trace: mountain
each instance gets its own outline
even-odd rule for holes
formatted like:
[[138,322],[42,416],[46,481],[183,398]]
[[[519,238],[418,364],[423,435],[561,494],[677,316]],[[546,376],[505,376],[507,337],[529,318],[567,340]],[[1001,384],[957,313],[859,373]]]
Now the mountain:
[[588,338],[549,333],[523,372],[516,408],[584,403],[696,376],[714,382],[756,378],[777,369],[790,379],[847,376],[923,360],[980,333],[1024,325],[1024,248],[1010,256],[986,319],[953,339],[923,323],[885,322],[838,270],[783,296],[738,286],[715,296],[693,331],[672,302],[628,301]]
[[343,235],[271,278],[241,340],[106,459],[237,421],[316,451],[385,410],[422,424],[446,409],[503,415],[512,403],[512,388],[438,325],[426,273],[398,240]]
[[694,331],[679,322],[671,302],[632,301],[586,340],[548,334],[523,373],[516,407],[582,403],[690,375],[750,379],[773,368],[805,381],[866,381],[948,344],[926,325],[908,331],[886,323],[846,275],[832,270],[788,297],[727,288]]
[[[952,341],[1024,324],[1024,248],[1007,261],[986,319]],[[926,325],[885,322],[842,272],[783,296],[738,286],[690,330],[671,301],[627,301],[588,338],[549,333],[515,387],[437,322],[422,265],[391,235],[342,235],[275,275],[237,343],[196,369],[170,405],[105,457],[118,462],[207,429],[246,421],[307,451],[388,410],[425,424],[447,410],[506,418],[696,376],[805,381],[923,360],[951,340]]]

********

Reproduce the full block of data exactly, omitting nothing.

_Answer for this exercise_
trace: mountain
each instance gets its own outline
even-odd rule for holes
formatted like:
[[138,322],[42,416],[46,481],[183,398]]
[[[519,238],[418,364],[423,435],[561,494],[677,316]],[[546,376],[505,376],[507,337],[529,318],[567,340]],[[1001,384],[957,313],[859,373]]]
Now the mountain:
[[588,338],[549,333],[523,372],[516,408],[584,403],[696,376],[714,382],[756,378],[777,369],[790,379],[847,376],[923,360],[980,333],[1024,325],[1024,248],[1010,256],[986,319],[953,339],[923,323],[885,322],[838,270],[783,296],[738,286],[715,296],[693,331],[672,302],[628,301]]
[[343,235],[271,278],[241,340],[106,459],[237,421],[316,451],[385,410],[422,424],[446,409],[503,415],[512,403],[512,388],[438,325],[426,273],[398,240]]
[[694,331],[679,322],[671,302],[632,301],[586,340],[548,334],[523,373],[516,407],[582,403],[690,375],[750,379],[773,368],[805,381],[866,381],[948,344],[926,325],[908,331],[886,323],[846,275],[832,270],[788,297],[727,288]]
[[[952,341],[1024,324],[1024,248],[1007,261],[986,319]],[[926,325],[885,322],[842,272],[783,296],[738,286],[690,330],[671,301],[627,301],[588,338],[549,333],[515,387],[437,322],[422,265],[391,235],[342,235],[275,275],[237,343],[196,369],[170,405],[105,457],[118,462],[207,429],[246,421],[307,451],[388,410],[425,424],[447,410],[506,418],[696,376],[805,381],[923,360],[951,340]]]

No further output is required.